### Description of the task
Could you render all of the material below as a JSON list of strings, with one string per line and blank lines left out?
— Start —
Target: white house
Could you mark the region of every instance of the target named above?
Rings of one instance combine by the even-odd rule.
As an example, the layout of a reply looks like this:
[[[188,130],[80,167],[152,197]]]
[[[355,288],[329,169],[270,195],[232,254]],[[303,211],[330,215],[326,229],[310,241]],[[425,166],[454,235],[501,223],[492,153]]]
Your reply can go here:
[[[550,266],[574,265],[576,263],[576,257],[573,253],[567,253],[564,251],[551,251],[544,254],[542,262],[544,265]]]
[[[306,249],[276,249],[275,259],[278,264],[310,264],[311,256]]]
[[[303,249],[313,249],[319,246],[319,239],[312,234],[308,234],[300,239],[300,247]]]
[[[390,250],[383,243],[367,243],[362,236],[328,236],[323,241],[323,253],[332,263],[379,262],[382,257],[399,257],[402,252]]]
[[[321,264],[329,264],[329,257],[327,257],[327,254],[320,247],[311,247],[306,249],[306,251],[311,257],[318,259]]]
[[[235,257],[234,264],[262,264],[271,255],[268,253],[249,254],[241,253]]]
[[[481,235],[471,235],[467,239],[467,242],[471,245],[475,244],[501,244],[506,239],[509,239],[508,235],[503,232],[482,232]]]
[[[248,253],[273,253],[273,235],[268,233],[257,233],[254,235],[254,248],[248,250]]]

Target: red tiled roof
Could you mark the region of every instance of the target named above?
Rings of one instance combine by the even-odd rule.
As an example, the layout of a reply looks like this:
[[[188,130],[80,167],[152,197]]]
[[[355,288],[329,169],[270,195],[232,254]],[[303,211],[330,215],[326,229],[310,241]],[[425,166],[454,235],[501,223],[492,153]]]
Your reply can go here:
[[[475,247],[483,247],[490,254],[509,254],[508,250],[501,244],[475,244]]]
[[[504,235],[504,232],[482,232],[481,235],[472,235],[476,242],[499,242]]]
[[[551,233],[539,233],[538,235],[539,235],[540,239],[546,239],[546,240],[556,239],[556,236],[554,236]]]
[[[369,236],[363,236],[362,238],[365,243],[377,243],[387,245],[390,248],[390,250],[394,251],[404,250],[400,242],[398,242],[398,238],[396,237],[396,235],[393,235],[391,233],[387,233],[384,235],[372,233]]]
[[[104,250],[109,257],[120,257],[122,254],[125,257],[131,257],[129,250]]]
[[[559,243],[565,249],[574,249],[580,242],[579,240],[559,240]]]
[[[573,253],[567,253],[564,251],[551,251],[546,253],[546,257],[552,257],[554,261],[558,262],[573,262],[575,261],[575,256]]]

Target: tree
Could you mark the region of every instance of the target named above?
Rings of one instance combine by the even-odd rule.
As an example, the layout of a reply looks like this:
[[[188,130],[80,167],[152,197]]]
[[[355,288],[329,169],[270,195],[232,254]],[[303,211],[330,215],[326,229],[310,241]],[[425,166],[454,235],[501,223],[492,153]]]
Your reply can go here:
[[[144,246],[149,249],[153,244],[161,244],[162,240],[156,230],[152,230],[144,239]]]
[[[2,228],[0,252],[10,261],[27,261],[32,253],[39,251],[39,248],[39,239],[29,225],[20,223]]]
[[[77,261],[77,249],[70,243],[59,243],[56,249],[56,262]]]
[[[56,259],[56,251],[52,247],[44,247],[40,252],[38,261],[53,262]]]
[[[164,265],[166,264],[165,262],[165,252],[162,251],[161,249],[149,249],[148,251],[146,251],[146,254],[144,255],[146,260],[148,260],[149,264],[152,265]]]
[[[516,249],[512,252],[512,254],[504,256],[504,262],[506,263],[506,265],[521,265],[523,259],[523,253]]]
— End —
### Answer to this exercise
[
  "Target: white house",
  "Could you mark the region of every instance of the target named above?",
  "Rings of one instance combine by the even-odd rule.",
  "As an example, the layout of a reply looks like this:",
  "[[[188,130],[80,167],[152,197]]]",
  "[[[355,288],[329,169],[270,195],[232,254]],[[303,211],[330,215],[326,229],[310,241]],[[425,166],[454,235],[501,223],[492,153]]]",
  "Your reply can go here:",
  "[[[550,266],[574,265],[576,263],[576,257],[573,253],[567,253],[564,251],[551,251],[544,254],[542,262],[544,265]]]",
  "[[[306,249],[276,249],[275,259],[278,264],[310,264],[311,256]]]",
  "[[[303,249],[313,249],[319,246],[319,239],[312,234],[308,234],[300,239],[300,247]]]",
  "[[[390,250],[383,243],[367,243],[362,236],[328,236],[323,241],[323,253],[332,263],[379,262],[382,257],[399,257],[402,252]]]",
  "[[[321,264],[329,264],[329,257],[327,257],[327,254],[320,247],[311,247],[306,249],[306,251],[311,257],[318,259]]]",
  "[[[235,257],[234,264],[262,264],[271,255],[268,253],[249,254],[241,253]]]",
  "[[[481,235],[471,235],[467,239],[467,242],[471,245],[475,244],[501,244],[506,239],[509,239],[508,235],[503,232],[482,232]]]",
  "[[[248,253],[273,253],[273,235],[268,233],[257,233],[254,235],[254,248],[248,250]]]",
  "Target: red tiled roof",
  "Could you mark the region of every instance of the target named above?",
  "Rings of one instance combine by the even-odd rule.",
  "As an example, the layout of a reply looks like this:",
  "[[[188,130],[80,167],[152,197]]]",
  "[[[355,288],[329,169],[270,195],[232,254]],[[303,211],[330,215],[326,229],[310,241]],[[425,166],[454,235],[501,223],[492,153]]]",
  "Your reply can go here:",
  "[[[475,247],[483,247],[490,254],[509,254],[508,250],[501,244],[475,244]]]",
  "[[[504,235],[504,232],[482,232],[481,235],[472,235],[476,242],[499,242]]]",
  "[[[551,233],[539,233],[538,235],[539,235],[540,239],[546,239],[546,240],[556,239],[556,236],[554,236]]]",
  "[[[369,236],[363,236],[362,238],[365,243],[377,243],[387,245],[390,248],[390,250],[394,251],[404,250],[400,242],[398,242],[398,238],[396,237],[396,235],[393,235],[391,233],[387,233],[384,235],[372,233]]]",
  "[[[104,250],[109,257],[120,257],[122,254],[125,257],[131,257],[129,250]]]",
  "[[[559,243],[565,249],[574,249],[580,242],[579,240],[559,240]]]",
  "[[[573,253],[567,253],[564,251],[551,251],[546,253],[546,257],[552,257],[554,261],[558,262],[573,262],[575,261],[575,256]]]",
  "Target: tree",
  "Could you mark the region of every instance of the target named above?",
  "Rings of one instance combine by the even-odd rule.",
  "As an example, the layout of a reply looks like this:",
  "[[[188,130],[80,167],[152,197]]]",
  "[[[355,288],[329,169],[270,195],[232,254]],[[303,211],[330,215],[326,229],[310,241]],[[425,166],[454,235],[501,223],[492,153]]]",
  "Your reply can go here:",
  "[[[144,246],[149,249],[153,244],[161,244],[162,240],[156,230],[152,230],[144,239]]]",
  "[[[2,228],[0,252],[10,261],[27,261],[32,253],[39,251],[39,248],[39,239],[29,225],[20,223]]]",
  "[[[77,261],[77,249],[70,243],[59,243],[56,249],[56,262]]]",
  "[[[56,259],[56,251],[52,247],[44,247],[40,252],[38,261],[53,262]]]",
  "[[[164,265],[166,264],[165,262],[165,252],[162,251],[161,249],[149,249],[148,251],[146,251],[146,254],[144,255],[146,260],[148,260],[149,264],[152,265]]]",
  "[[[516,249],[512,252],[512,254],[504,256],[504,262],[506,263],[506,265],[521,265],[523,259],[523,253]]]"
]